* [BRIEF] Pull out each line of the data below that contains the word "cycling".

* [ROWS]
■ ■ ■

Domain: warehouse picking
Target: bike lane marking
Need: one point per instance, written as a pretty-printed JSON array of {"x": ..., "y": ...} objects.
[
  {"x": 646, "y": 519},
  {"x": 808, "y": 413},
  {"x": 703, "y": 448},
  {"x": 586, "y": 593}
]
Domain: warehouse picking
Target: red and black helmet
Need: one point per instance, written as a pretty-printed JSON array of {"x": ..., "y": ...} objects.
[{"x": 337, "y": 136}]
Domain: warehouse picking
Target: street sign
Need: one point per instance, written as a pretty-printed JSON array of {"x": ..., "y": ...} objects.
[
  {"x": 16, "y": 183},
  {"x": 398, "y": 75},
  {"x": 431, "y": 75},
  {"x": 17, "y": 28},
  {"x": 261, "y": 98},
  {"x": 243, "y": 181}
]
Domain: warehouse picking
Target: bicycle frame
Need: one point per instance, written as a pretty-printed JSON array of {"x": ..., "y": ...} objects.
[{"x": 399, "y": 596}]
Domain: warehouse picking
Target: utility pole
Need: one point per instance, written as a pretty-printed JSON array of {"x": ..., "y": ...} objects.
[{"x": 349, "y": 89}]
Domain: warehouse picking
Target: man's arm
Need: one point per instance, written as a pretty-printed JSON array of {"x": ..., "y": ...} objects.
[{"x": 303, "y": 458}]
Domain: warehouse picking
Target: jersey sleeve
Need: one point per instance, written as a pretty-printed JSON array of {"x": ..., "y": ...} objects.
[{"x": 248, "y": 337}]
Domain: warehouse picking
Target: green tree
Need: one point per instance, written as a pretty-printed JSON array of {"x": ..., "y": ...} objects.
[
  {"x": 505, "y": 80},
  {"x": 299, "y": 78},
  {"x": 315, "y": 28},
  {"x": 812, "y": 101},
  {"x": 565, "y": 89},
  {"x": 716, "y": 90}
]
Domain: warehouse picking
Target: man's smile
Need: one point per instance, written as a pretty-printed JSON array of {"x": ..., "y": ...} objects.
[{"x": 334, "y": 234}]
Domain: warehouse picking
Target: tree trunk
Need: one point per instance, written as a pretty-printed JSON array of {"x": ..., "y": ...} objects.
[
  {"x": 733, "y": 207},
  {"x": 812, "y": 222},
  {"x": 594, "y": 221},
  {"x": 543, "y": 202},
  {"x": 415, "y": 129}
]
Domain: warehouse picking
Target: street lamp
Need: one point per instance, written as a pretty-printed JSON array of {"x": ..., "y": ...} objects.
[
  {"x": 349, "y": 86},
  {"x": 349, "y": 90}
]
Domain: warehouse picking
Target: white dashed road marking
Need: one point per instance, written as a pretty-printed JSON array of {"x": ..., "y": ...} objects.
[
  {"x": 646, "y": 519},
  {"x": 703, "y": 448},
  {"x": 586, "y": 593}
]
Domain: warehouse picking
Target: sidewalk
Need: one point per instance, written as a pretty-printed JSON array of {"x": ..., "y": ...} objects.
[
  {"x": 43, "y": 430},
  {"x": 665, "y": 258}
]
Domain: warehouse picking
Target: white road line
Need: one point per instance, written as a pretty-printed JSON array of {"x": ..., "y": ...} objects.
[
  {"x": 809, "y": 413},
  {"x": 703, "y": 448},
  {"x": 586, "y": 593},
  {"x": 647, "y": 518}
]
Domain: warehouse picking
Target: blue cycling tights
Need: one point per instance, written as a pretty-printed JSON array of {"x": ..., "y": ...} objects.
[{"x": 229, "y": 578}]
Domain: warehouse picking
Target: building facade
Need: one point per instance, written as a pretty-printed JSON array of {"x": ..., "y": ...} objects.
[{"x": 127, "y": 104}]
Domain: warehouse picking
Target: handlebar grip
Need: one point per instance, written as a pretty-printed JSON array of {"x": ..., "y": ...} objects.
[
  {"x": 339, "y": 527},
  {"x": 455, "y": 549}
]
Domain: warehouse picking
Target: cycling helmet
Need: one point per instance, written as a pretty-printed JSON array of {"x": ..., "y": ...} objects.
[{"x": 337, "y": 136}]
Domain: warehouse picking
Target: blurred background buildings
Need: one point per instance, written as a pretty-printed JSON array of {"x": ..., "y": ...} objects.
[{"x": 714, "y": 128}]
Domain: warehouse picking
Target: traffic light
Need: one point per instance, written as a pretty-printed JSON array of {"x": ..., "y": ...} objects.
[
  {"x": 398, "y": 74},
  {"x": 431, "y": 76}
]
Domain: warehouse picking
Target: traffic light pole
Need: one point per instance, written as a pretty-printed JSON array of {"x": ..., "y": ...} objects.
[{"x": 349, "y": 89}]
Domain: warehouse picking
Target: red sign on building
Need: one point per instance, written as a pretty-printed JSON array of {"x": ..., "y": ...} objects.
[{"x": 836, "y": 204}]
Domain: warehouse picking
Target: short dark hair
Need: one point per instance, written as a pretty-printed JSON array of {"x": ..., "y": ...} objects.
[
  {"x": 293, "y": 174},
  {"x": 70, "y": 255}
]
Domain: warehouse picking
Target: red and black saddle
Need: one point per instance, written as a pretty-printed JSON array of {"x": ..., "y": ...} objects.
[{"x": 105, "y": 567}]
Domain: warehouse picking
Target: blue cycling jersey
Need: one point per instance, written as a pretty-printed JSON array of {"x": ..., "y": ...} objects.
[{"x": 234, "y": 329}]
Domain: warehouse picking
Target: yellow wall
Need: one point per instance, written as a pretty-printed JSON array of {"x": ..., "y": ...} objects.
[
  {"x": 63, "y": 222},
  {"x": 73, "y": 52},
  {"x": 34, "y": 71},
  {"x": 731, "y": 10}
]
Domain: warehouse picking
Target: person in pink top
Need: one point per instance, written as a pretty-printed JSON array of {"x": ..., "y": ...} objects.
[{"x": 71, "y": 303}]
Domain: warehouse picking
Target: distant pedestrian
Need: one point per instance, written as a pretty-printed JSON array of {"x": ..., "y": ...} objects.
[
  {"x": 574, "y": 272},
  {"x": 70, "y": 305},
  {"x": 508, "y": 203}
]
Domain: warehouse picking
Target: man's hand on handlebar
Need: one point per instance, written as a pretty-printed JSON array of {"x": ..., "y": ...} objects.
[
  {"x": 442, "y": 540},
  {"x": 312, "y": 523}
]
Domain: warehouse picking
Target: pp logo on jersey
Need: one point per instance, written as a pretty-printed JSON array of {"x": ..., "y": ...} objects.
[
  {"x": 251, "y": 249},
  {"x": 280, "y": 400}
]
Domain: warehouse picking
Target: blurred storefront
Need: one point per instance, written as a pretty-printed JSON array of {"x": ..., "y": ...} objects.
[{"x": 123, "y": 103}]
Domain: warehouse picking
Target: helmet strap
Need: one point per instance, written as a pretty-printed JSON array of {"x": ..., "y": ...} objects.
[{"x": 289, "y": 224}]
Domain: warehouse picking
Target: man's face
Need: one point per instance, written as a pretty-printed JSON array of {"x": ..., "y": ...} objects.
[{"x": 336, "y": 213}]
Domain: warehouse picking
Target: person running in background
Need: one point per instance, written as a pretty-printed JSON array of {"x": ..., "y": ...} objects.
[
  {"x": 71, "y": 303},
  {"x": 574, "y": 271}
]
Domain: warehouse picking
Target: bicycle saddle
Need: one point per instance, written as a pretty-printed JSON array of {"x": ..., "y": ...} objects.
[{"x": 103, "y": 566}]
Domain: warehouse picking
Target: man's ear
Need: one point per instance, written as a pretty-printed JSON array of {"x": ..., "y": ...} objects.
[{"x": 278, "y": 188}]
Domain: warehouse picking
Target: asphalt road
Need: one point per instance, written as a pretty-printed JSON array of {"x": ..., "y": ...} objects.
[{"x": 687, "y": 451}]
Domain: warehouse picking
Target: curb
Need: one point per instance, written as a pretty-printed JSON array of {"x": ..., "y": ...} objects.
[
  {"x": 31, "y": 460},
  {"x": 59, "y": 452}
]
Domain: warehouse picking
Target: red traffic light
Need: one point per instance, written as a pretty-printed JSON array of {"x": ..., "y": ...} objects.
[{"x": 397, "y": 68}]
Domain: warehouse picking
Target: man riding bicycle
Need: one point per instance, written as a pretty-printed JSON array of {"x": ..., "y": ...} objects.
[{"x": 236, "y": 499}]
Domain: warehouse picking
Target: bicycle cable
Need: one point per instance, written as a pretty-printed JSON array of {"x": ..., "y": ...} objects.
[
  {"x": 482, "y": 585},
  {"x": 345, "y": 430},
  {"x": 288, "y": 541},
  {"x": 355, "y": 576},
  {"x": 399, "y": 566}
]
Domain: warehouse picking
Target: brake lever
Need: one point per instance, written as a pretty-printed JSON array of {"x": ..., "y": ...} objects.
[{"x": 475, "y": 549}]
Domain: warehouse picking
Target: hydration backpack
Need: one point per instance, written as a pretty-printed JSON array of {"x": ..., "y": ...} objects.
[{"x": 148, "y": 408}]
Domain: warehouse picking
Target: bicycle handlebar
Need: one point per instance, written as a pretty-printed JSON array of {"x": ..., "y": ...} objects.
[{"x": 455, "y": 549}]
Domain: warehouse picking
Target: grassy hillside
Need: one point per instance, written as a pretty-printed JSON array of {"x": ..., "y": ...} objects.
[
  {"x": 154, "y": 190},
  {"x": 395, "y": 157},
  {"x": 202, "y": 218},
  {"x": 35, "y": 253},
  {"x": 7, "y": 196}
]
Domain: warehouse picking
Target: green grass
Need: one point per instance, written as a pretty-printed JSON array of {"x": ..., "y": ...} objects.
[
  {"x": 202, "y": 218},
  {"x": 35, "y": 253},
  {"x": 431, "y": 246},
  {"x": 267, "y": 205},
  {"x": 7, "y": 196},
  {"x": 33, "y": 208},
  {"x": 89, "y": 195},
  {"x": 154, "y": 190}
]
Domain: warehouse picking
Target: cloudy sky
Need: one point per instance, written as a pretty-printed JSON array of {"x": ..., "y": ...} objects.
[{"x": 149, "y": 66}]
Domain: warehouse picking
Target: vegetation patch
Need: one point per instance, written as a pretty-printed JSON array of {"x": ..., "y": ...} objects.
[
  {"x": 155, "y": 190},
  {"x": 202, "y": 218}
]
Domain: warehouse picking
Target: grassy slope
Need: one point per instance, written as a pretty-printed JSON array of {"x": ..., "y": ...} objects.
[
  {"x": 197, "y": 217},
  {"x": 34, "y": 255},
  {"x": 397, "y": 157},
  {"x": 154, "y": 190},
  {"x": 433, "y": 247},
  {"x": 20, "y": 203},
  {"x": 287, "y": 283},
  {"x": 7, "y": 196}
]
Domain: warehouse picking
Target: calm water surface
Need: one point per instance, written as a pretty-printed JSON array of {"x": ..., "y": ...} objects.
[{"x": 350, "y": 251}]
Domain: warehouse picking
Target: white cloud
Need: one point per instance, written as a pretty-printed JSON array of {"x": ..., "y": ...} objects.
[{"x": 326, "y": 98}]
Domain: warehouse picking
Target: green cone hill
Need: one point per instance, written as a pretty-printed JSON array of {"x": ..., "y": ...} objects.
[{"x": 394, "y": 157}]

■ ■ ■

* [SOLUTION FOR THIS TASK]
Target: blue cycling tights
Target: cycling helmet
Target: blue cycling jersey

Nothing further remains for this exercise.